-------- Given data --------

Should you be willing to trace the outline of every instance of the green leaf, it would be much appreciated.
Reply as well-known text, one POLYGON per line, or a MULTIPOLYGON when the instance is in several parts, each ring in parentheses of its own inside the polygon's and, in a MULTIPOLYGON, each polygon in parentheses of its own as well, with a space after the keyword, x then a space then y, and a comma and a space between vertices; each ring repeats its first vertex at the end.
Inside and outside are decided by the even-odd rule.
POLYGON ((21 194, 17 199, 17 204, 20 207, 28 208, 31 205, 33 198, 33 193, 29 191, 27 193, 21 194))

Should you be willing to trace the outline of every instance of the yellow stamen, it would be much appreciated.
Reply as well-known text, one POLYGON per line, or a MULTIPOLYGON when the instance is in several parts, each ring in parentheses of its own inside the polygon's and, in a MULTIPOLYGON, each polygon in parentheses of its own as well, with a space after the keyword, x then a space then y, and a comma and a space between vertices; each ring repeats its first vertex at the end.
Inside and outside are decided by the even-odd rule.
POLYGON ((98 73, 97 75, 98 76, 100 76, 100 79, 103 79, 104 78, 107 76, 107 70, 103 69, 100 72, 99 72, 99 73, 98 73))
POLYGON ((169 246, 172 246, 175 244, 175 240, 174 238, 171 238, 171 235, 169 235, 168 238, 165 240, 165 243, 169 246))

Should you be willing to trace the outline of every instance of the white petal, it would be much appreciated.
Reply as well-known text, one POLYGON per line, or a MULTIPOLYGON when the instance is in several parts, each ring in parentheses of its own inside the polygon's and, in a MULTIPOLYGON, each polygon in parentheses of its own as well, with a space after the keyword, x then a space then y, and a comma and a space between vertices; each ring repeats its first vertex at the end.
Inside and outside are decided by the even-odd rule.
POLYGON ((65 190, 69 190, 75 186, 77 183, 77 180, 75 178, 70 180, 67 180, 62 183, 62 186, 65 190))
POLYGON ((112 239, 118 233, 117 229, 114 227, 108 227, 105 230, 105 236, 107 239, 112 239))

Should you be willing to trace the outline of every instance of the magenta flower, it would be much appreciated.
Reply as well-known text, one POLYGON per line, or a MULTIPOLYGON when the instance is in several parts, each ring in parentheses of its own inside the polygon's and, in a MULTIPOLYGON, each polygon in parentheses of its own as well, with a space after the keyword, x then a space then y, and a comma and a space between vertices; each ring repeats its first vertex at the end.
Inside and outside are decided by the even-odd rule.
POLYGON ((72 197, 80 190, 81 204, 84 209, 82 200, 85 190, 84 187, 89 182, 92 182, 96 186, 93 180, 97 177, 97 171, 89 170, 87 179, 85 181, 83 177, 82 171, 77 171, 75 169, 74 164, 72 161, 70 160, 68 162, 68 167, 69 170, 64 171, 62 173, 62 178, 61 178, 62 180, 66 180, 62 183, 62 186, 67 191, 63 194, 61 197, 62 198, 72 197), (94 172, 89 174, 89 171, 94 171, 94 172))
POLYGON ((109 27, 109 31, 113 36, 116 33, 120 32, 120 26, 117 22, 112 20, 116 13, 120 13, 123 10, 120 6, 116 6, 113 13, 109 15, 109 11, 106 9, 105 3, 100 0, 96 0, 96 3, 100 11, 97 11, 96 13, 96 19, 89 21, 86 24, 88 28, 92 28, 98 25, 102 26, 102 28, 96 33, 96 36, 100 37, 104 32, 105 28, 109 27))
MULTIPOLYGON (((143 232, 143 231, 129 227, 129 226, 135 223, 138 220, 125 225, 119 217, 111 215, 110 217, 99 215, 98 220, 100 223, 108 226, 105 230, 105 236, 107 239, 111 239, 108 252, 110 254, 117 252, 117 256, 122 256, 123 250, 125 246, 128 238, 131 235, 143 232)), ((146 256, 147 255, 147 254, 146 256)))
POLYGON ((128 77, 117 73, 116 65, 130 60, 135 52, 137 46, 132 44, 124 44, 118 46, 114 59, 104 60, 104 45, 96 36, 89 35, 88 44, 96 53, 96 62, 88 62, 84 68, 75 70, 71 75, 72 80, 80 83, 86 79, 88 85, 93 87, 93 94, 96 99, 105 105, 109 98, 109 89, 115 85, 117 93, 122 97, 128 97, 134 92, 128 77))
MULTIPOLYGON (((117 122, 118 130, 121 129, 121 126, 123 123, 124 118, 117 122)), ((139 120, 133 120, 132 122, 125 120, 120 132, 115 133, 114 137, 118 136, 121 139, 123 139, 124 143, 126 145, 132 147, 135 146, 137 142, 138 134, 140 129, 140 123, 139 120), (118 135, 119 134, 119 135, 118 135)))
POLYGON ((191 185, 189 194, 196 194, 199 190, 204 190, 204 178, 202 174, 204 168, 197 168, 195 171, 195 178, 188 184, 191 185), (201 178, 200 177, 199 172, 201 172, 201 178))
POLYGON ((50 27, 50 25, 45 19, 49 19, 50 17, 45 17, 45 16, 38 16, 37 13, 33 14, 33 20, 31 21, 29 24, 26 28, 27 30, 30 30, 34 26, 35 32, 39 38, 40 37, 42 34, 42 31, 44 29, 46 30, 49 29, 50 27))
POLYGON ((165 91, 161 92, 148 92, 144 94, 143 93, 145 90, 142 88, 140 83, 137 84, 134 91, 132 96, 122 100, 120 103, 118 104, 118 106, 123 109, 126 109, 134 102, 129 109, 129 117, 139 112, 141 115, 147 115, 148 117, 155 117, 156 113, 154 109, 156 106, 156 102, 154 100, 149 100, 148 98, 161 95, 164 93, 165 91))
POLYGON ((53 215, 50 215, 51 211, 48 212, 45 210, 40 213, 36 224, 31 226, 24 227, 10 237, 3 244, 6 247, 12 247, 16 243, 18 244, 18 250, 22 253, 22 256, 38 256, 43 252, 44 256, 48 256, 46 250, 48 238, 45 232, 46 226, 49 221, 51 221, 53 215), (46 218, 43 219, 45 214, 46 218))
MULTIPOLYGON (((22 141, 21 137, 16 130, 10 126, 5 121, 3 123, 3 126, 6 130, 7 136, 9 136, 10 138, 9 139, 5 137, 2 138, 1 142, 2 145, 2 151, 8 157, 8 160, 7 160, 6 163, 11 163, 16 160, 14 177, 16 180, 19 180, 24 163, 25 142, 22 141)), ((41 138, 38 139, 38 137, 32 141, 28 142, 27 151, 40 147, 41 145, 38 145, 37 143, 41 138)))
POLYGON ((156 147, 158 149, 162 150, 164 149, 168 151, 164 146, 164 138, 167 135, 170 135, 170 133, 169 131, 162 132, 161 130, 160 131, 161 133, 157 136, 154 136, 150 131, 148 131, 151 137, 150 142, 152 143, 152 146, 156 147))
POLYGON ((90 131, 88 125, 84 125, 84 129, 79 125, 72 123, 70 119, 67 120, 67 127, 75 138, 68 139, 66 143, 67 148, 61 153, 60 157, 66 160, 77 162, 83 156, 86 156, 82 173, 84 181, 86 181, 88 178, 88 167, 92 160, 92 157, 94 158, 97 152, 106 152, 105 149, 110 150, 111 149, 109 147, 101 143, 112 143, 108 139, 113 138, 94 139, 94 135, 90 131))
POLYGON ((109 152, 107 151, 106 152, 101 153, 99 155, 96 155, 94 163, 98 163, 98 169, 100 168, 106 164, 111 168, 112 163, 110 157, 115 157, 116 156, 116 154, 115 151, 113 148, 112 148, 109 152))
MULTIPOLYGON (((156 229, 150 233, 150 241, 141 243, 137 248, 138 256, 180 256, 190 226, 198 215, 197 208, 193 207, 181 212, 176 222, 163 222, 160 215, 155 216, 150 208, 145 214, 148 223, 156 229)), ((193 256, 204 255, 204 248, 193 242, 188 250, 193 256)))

--------

Aim: How many lines in the material above contain the word "outline"? Reply with the number only.

Reply: 4